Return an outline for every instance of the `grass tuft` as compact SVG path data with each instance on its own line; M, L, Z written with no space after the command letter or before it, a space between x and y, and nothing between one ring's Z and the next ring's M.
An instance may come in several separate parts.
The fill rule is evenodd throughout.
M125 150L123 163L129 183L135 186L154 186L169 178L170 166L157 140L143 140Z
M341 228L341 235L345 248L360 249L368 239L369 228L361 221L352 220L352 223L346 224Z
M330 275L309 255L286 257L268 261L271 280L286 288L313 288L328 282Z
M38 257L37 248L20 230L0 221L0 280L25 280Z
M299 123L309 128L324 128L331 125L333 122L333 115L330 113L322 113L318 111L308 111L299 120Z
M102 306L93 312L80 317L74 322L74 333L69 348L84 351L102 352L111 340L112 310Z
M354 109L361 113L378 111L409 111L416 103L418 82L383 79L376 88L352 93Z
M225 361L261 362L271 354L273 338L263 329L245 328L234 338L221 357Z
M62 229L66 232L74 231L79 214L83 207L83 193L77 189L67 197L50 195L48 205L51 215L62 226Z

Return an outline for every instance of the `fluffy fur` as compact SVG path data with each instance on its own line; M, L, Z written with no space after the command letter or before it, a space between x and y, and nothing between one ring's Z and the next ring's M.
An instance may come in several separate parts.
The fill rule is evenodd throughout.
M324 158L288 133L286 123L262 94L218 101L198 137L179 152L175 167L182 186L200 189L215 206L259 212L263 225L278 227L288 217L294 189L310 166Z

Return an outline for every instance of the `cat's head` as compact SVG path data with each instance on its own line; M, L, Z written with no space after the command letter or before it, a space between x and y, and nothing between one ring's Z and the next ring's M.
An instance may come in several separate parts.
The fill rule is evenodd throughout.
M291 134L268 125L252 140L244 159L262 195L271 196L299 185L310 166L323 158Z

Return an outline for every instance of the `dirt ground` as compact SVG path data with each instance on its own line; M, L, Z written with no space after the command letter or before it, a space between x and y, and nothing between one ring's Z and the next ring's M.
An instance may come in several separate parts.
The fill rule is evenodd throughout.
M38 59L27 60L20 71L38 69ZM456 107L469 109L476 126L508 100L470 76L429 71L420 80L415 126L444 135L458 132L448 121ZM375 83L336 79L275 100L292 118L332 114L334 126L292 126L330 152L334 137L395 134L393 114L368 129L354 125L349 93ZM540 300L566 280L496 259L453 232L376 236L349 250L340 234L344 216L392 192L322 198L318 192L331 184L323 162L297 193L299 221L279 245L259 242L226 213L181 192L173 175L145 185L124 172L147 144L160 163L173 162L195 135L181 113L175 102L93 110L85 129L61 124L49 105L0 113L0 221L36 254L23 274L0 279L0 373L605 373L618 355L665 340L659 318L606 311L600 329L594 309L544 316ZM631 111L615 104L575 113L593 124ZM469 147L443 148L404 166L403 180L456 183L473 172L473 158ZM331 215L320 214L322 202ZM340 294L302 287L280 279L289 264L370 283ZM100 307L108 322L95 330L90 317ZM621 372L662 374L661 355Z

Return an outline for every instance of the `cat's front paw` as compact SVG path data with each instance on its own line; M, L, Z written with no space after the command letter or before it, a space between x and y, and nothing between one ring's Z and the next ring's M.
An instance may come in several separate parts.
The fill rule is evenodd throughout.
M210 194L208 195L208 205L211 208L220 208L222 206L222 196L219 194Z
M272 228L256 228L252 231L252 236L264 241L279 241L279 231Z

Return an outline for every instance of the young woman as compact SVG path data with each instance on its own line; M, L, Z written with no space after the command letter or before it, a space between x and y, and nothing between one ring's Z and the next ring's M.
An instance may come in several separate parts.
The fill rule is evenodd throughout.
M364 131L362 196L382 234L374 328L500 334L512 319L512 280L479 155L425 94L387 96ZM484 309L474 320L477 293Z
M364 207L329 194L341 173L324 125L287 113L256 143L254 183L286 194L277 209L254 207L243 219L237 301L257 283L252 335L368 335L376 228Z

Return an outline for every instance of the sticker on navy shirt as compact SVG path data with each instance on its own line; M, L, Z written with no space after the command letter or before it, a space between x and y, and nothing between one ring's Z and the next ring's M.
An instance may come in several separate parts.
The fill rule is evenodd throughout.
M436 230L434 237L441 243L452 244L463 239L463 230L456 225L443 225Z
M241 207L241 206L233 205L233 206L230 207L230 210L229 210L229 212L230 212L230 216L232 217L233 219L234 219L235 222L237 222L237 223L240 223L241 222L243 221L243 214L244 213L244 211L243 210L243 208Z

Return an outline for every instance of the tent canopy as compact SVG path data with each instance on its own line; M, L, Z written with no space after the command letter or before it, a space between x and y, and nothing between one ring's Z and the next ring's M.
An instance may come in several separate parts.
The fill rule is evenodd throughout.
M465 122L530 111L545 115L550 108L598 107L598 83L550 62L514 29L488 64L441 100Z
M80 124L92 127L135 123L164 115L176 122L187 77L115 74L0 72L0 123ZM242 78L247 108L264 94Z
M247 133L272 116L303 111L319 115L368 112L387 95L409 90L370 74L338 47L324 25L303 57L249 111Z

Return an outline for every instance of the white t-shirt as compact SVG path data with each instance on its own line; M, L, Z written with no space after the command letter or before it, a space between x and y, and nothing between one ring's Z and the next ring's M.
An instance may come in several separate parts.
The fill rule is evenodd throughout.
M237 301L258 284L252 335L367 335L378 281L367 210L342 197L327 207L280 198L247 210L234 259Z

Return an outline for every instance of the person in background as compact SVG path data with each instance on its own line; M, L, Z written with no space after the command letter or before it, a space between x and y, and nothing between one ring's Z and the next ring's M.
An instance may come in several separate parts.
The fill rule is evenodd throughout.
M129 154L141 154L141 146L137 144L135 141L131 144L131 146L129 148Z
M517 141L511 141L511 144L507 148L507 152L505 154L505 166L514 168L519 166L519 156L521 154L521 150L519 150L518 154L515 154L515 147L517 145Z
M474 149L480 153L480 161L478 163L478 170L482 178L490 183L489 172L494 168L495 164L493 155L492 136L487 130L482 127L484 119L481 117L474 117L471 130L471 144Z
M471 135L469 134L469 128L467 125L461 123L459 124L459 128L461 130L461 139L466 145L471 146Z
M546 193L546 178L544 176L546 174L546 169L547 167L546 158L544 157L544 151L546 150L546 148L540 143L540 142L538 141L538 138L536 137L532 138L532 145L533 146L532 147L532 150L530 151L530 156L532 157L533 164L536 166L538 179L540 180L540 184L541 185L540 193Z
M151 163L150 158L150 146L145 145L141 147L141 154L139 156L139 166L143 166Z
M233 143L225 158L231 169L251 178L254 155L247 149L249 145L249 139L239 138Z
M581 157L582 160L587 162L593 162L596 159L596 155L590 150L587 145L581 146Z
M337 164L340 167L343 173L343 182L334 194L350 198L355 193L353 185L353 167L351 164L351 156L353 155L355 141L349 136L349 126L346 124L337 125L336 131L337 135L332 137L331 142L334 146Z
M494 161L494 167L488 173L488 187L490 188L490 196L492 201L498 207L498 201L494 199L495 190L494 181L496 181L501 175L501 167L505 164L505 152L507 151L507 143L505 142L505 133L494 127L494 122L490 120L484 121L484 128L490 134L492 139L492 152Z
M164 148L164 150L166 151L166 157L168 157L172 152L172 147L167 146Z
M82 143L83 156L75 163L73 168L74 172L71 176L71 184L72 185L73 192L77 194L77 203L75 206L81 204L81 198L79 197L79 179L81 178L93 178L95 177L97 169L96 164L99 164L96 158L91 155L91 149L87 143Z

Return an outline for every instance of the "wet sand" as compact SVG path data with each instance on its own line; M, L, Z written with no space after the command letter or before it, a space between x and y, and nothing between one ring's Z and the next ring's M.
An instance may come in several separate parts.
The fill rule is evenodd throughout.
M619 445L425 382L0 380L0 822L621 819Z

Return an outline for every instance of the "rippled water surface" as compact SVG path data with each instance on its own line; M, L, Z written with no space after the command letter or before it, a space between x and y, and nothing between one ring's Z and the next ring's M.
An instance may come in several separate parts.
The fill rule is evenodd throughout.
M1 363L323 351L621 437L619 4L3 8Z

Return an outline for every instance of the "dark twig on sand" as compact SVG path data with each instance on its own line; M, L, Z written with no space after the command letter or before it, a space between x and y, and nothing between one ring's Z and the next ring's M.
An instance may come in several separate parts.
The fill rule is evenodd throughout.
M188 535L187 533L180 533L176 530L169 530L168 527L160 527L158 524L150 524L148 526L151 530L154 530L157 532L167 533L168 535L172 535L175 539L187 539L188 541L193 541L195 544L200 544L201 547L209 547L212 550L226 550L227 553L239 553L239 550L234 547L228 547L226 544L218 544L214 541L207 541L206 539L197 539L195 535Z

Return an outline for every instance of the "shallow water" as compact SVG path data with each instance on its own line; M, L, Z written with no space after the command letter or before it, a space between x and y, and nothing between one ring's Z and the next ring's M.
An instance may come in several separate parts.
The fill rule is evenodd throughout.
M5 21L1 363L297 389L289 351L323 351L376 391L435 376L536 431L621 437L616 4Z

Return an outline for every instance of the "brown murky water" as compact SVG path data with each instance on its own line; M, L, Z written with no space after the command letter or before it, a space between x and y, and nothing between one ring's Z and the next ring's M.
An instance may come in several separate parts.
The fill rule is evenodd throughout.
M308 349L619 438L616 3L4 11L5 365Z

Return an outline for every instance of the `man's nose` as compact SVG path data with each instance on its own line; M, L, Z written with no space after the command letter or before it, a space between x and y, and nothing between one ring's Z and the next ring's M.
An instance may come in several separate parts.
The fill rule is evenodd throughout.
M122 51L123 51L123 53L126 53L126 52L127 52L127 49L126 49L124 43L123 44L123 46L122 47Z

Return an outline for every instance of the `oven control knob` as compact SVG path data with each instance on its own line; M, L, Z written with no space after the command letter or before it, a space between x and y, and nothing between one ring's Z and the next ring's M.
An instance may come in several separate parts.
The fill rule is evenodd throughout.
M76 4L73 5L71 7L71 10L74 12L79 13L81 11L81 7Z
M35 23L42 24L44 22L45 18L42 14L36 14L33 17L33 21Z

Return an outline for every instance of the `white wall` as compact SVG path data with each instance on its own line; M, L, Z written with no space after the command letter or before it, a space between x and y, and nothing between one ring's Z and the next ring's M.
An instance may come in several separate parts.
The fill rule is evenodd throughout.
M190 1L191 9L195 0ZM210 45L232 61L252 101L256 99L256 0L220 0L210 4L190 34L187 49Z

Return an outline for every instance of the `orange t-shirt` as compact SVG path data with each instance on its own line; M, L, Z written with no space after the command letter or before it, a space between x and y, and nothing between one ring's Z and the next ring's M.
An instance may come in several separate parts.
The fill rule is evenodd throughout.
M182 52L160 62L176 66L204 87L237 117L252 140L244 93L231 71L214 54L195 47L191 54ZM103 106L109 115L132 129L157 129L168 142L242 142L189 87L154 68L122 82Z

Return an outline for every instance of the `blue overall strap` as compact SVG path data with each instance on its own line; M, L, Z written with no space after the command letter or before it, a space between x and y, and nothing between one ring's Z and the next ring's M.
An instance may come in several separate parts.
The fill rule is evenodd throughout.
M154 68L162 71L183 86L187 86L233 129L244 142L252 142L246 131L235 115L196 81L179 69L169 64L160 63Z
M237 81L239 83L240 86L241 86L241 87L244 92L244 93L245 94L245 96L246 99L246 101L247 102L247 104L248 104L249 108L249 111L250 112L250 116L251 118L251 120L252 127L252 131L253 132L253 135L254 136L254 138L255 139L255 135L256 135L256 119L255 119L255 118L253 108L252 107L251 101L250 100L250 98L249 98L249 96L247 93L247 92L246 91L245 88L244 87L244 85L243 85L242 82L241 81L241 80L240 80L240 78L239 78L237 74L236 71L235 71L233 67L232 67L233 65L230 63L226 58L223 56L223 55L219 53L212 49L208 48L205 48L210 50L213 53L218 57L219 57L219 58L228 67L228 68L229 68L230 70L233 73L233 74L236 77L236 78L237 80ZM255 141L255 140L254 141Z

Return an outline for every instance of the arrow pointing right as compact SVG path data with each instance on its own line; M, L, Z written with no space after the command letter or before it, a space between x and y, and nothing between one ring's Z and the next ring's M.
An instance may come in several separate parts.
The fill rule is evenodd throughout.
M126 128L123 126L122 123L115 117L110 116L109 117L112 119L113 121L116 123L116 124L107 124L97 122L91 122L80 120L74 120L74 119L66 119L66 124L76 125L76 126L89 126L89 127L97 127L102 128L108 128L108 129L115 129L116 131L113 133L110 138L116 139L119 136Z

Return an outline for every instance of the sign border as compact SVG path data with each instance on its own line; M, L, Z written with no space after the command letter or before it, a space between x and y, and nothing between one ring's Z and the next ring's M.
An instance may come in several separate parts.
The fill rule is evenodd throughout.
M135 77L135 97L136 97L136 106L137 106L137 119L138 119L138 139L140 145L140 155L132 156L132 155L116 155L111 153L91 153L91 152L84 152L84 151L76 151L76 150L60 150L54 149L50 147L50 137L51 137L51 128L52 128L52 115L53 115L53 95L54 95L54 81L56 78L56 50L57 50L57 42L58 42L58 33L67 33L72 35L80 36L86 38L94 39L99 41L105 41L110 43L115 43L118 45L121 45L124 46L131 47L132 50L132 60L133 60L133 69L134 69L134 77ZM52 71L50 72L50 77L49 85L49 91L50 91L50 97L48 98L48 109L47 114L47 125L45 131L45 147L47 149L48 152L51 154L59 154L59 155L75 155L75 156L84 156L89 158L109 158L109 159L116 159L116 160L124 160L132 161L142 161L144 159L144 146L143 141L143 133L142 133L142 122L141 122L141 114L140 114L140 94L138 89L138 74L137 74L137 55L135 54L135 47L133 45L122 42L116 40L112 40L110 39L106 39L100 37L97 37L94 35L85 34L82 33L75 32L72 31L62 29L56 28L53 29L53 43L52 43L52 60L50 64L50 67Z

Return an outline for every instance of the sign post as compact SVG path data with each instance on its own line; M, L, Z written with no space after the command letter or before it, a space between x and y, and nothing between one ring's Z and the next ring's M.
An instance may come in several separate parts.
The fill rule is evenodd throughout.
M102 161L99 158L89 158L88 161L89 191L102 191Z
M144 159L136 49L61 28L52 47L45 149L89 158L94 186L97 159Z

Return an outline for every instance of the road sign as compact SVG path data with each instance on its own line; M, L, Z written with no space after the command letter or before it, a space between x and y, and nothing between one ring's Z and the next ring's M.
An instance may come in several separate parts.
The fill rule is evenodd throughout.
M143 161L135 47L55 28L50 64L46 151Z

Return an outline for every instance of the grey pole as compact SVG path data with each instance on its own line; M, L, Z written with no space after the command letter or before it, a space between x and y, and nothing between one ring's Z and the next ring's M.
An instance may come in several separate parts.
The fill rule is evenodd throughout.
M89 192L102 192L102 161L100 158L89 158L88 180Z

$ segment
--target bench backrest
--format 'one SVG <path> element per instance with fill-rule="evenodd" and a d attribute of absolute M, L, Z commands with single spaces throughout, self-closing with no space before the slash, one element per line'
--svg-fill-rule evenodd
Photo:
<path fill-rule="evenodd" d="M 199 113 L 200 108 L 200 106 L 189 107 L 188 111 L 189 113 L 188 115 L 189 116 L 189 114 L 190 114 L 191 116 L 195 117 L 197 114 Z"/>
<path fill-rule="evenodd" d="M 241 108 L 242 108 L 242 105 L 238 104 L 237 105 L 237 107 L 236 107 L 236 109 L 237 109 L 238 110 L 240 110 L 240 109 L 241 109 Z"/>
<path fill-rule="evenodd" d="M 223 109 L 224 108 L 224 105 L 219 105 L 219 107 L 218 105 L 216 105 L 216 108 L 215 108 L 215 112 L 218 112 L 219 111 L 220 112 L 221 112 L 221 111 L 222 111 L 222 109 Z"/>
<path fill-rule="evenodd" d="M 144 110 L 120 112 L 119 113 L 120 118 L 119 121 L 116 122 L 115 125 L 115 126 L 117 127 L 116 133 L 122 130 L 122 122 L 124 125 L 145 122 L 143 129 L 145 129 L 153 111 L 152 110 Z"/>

---

● Given problem: Return each line of the records in which the word "sticker" appears.

● Written solution:
Return an outline for every instance of the sticker on navy shirt as compact SVG path data with each instance on its own line; M, L, Z written with no space after the command letter or before it, a space between x and y, and nothing between one ring's Z and the next ring's M.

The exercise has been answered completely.